◆ **Challenge**: Rewrite the records from the line with "909, row 523." to the line with "column 1029, row 193", replacing "pointer" with "marker" and leaving everything else unchanged. Give only those lines.

-----

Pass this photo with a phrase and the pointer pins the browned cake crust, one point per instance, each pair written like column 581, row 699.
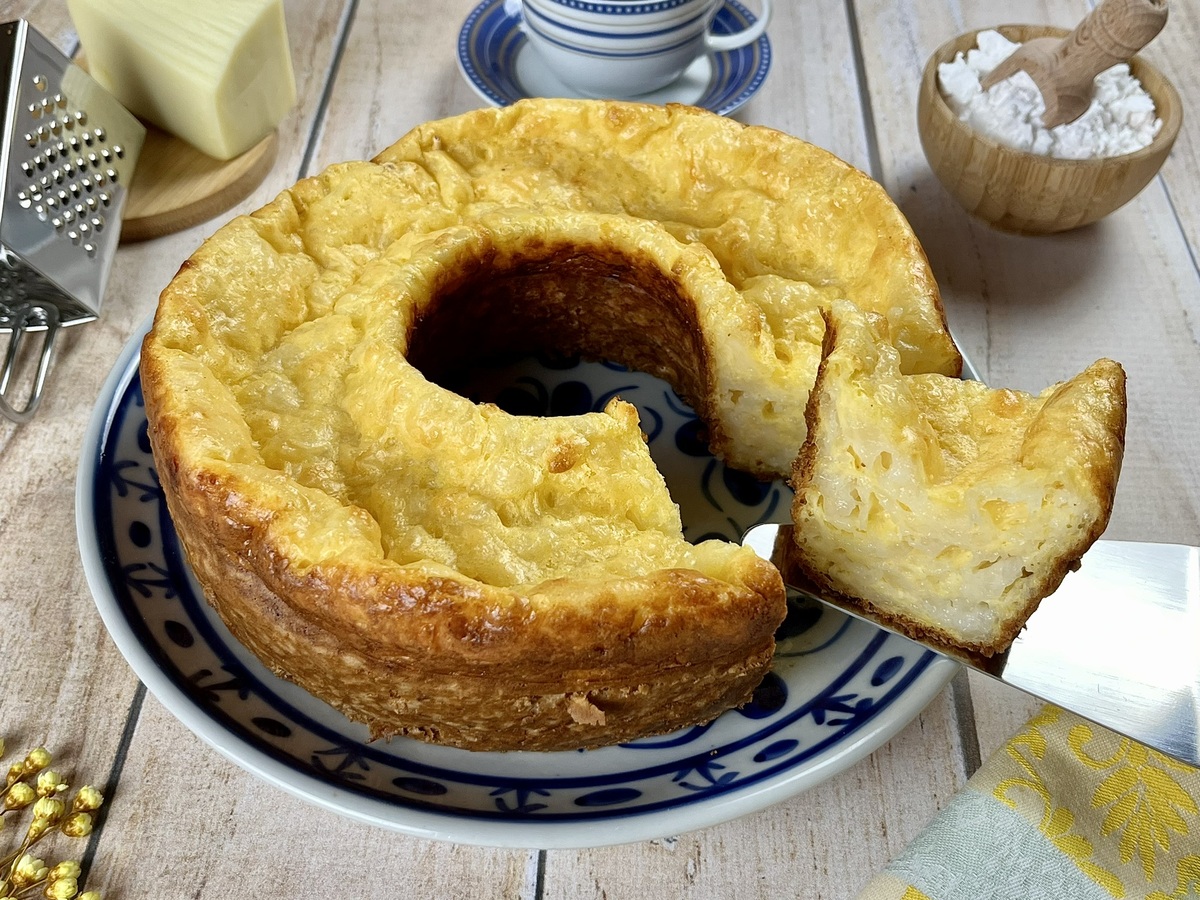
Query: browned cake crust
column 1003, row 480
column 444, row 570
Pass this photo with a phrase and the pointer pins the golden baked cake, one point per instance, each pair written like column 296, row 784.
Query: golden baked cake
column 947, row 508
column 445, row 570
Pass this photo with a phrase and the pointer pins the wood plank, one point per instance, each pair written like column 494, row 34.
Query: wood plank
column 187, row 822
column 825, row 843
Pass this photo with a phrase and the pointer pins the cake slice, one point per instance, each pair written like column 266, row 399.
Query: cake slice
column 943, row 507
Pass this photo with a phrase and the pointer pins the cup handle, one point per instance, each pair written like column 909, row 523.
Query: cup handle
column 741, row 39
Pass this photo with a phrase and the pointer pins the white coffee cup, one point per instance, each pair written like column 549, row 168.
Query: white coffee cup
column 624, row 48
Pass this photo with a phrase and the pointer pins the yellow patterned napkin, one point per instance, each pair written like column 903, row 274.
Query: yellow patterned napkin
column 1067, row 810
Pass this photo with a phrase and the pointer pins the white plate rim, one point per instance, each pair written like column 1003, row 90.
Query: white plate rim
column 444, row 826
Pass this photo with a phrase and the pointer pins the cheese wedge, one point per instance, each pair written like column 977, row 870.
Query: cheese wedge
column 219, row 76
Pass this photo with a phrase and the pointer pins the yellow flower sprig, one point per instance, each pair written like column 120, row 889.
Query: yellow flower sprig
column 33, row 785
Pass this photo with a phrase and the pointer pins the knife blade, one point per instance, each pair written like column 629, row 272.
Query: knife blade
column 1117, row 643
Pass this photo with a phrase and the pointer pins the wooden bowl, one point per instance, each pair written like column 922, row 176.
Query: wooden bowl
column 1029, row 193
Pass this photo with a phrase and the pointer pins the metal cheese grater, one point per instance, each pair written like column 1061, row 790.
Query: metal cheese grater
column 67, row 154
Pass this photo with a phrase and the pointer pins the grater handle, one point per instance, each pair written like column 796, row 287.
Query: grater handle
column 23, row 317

-----

◆ **Result for this exercise**:
Pass this photo with a phrase and the marker pins the cup handle, one point per instance, each pair written like column 909, row 523.
Query: cup handle
column 741, row 39
Pass this photo with a phrase and the marker pins the white coffee cup, one point per instance, each pair written like column 549, row 168.
Query: white coffee cup
column 624, row 48
Pass this photo with a phrase and the marker pins the yellow patterned napkin, one point per instance, each pair written like column 903, row 274.
Query: yellow patterned napkin
column 1067, row 810
Pass this photo with a phrase and the marker pins the white plate rim, one point per instance, each pair written like column 1003, row 90.
Query: white plate rim
column 444, row 826
Pass this photo with a phrase and the marker pins the cheese wedge, one point per instance, each pair written like column 977, row 870.
Query: cheese wedge
column 219, row 76
Pass this photo with a phrase and the marker pins the yellow flower sprig, one point per instance, each pair written like column 120, row 889.
Query: yellow flower sprig
column 33, row 785
Pass this photo with a phrase and the marker pins the knife blade, one point per instance, each pair written like column 629, row 272.
Query: knife blade
column 1117, row 643
Pass this photo with a phrase and the marker pins the wooden bowl, one point per instance, each pair written like column 922, row 176.
Query: wooden bowl
column 1029, row 193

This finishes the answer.